- _INSTRUCCIONES_
1. Responde, por favor, a estas preguntas sobre el texto de la llegada de refugiadas a Castroverde:
(a) ¿Cuántos kilómetros han recorrido hacia un lugar desconocido?
(b) ¿Hacia qué ciudad cogerán un tren?
(c) ¿En cuánto tiempo reunieron dos jóvenes del pueblo ropa, juguetes y calzado para los refugiados?
2. Copia sin cambios el fragmento del texto sobre la llegada de refugiadas a Castroverde, empezando en "Además del joven" y terminando en "esperan algunos familiares.".

Además del joven con ellos llegan una madre y un niño pequeño que en solo un par de días se ha encariñado con Héctor, y una familia compuesta por una mujer mayor, su hija y dos chicas con niños. Están agotadas y quizás un poco superadas por todo. Por el horror del que huyen, por dejar atrás a sus familias, por recorrer más de 3.000 kilómetros hacia un lugar desconocido (solo hablan ucraniano) y también por lo que las aguarda en Castroverde, la penúltima parada de su odisea, antes de coger un tren destino a Madrid, donde les esperan algunos familiares.
La plaza del Concello es un hervidero de gente. Entre los que salen de misa, los que vienen a recibirlos y los medios de comunicación, todo es movimiento. En medio, un coche con un remolque lleno de cajas que contienen la solidaridad de muchos lucenses. En solo tres horas, dos jóvenes del pueblo han reunido ropa, juguetes y calzado para todos los refugiados. Cuando una de las chicas abre uno de los paquetes para entregarle unos cochecitos a los niños, la contención de las mujeres se quiebra por un instante. Acaban de entender que es la forma en la que la gente de Castroverde quiere ayudarlas, y la anciana, estoica pero con los ojos rojos, dobla la espalda como gesto de gratitud. La escena encoge.

Fragmentos del conjunto de datos de etiquetado de puntos

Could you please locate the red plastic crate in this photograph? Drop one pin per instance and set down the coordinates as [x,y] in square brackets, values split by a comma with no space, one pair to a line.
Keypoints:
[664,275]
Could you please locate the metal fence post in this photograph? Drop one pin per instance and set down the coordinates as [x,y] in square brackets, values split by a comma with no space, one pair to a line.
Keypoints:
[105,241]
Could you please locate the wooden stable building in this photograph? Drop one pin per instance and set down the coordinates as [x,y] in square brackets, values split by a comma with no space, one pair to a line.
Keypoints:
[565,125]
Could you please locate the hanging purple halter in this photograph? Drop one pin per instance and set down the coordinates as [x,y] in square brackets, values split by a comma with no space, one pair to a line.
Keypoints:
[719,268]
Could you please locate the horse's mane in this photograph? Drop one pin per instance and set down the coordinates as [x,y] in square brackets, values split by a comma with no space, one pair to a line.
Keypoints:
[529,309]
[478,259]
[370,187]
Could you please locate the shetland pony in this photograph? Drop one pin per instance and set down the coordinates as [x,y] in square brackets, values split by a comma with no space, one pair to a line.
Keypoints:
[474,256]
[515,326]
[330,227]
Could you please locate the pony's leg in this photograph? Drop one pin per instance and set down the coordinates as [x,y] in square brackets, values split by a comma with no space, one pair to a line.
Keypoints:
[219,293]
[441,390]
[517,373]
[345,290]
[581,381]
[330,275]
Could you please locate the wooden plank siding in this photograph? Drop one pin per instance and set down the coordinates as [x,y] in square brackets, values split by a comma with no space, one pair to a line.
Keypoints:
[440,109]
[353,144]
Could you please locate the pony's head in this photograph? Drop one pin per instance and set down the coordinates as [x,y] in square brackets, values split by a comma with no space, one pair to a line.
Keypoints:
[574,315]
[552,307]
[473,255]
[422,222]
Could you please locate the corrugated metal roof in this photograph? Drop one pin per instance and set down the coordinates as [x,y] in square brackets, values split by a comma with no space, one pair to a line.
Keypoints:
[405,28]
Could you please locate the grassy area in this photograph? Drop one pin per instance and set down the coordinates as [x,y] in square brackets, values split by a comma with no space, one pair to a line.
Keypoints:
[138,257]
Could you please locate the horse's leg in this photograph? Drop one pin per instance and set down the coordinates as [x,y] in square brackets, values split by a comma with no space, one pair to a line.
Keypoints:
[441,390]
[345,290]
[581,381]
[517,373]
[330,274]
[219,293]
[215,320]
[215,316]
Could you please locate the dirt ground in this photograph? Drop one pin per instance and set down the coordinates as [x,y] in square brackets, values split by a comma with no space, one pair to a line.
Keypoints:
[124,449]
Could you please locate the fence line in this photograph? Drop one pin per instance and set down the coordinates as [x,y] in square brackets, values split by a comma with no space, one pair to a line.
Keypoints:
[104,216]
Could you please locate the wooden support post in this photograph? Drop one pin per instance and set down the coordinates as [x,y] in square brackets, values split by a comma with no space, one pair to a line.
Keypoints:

- _RESPUESTAS_
1.
(a) Más de 3.000 kilómetros.
(b) Madrid.
(c) En solo tres horas.

2.
Además del joven con ellos llegan una madre y un niño pequeño que en solo un par de días se ha encariñado con Héctor, y una familia compuesta por una mujer mayor, su hija y dos chicas con niños. Están agotadas y quizás un poco superadas por todo. Por el horror del que huyen, por dejar atrás a sus familias, por recorrer más de 3.000 kilómetros hacia un lugar desconocido (solo hablan ucraniano) y también por lo que las aguarda en Castroverde, la penúltima parada de su odisea, antes de coger un tren destino a Madrid, donde les esperan algunos familiares.